## What is expected
Repeat the listing in full, word for word.

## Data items
— begin —
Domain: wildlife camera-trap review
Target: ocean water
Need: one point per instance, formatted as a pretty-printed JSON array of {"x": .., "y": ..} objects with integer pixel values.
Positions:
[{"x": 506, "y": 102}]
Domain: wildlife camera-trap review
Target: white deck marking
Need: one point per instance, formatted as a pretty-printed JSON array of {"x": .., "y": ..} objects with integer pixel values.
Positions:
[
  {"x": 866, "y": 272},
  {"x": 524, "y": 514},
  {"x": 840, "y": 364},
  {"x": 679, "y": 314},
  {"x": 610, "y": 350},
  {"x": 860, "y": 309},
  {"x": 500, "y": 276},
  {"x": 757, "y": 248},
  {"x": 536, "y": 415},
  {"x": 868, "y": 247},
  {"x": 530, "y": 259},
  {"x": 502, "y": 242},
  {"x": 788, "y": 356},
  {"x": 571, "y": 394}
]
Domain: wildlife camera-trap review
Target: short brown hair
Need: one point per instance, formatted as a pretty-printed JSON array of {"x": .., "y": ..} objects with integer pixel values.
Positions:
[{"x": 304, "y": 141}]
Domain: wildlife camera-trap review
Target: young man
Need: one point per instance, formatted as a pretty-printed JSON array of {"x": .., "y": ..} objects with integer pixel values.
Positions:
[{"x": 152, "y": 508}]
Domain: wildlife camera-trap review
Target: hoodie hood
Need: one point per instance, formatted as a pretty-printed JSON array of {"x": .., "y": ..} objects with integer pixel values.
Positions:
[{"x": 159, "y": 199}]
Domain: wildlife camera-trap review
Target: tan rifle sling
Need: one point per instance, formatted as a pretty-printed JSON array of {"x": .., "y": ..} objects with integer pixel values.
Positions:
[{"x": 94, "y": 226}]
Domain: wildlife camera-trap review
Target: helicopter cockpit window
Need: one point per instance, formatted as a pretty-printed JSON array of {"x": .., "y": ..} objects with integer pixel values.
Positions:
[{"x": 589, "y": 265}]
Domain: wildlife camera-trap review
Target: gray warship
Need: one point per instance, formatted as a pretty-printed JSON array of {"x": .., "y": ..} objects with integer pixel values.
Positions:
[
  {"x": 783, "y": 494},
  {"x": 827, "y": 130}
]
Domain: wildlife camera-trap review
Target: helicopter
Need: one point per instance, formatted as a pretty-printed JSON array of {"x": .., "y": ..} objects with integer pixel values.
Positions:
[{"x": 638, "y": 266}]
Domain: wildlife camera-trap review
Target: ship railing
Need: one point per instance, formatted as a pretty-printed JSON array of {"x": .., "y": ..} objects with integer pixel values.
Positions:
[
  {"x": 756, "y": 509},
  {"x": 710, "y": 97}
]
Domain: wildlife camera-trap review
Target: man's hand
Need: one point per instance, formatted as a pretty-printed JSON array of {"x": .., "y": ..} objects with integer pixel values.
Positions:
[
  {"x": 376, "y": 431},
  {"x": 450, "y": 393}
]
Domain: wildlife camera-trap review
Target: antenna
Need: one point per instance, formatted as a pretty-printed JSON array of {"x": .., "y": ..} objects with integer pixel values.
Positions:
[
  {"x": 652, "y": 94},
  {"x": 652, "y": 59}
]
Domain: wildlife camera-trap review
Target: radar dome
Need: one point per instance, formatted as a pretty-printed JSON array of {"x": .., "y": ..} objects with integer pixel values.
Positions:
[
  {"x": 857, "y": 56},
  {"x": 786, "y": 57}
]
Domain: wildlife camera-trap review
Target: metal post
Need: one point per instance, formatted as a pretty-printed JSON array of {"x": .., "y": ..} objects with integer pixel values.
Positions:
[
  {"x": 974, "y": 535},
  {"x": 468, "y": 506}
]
— end —
## Task solution
Domain: wildlife camera-trap review
Target: ocean water
Need: one point per instance, formatted as a pretty-printed JSON array of {"x": .., "y": ..} objects with integer pixel values.
Positions:
[{"x": 506, "y": 102}]
Domain: wildlife camera-trap review
Target: white deck marking
Need: one point per instance, formatted as a pretty-printed JSON array of {"x": .., "y": ..} objects with integer pixel values.
Positions:
[
  {"x": 866, "y": 272},
  {"x": 524, "y": 514},
  {"x": 840, "y": 364},
  {"x": 679, "y": 314},
  {"x": 610, "y": 350},
  {"x": 860, "y": 309},
  {"x": 500, "y": 276},
  {"x": 757, "y": 248},
  {"x": 536, "y": 415},
  {"x": 868, "y": 247},
  {"x": 530, "y": 259},
  {"x": 502, "y": 242},
  {"x": 788, "y": 356},
  {"x": 571, "y": 394}
]
Domain: wildlife camera-trap review
Target: short brown hair
Need: one point per instance, formatted as a pretty-printed JSON array of {"x": .., "y": ..} objects with integer pixel values.
Positions:
[{"x": 304, "y": 141}]
Domain: wildlife camera-trap review
Target: young man
Need: one point per instance, formatted as a pretty-printed JSON array of {"x": .., "y": ..} objects with integer pixel values.
Positions:
[{"x": 152, "y": 508}]
Domain: wildlife camera-trap review
Target: hoodie hood
Need: one point per instance, formatted as a pretty-printed JSON array of {"x": .., "y": ..} objects with integer pixel values.
Positions:
[{"x": 159, "y": 199}]
Domain: wildlife camera-trap review
Target: tan rifle sling
Need: one point per instance, formatted as a pretty-printed JSON array of {"x": .., "y": ..} objects with integer pixel values.
Positions:
[{"x": 94, "y": 226}]
Domain: wildlife camera-trap review
Target: helicopter cockpit window
Need: one point per instance, formatted as a pretty-printed JSON array of {"x": .., "y": ..} objects with integer pixel values.
Positions:
[{"x": 589, "y": 265}]
Domain: wildlife camera-trap review
Target: gray warship
Need: one point per instance, formatted as a pretty-printed JSON array of {"x": .., "y": ..} objects with integer pixel values.
Positions:
[
  {"x": 783, "y": 494},
  {"x": 827, "y": 130}
]
Domain: wildlife camera-trap review
Target: helicopter
Need: one point per instance, formatted as a pretty-printed JSON array of {"x": .., "y": ..} objects with integer pixel values.
Positions:
[{"x": 638, "y": 266}]
Domain: wildlife camera-trap review
Target: ship railing
Need: one point per instance, formatted as a pretty-printed JSON array of {"x": .., "y": ..} objects with integer pixel values.
Positions:
[
  {"x": 756, "y": 509},
  {"x": 710, "y": 97}
]
Domain: wildlife camera-trap review
Target: man's hand
Need: one point per instance, formatted as a pretty-printed JSON array of {"x": .., "y": ..} objects with integer pixel values.
Positions:
[
  {"x": 376, "y": 431},
  {"x": 450, "y": 393}
]
Domain: wildlife camera-trap review
Target: antenna
Need: one point per instance, formatted as a pretty-printed JSON array of {"x": .., "y": ..} objects with integer pixel values.
Positions:
[
  {"x": 652, "y": 94},
  {"x": 652, "y": 59}
]
Domain: wildlife camera-trap review
Target: radar dome
Need: one point per instance, formatted as a pretty-printed JSON array of {"x": .., "y": ..} objects with integer pixel values.
Positions:
[
  {"x": 857, "y": 56},
  {"x": 786, "y": 57}
]
Domain: wildlife camera-trap review
Target: metal post
Need: one point per instance, formatted as a pretty-printed JSON array of {"x": .., "y": ..} objects with integer pixel values.
Positions:
[
  {"x": 974, "y": 535},
  {"x": 468, "y": 506}
]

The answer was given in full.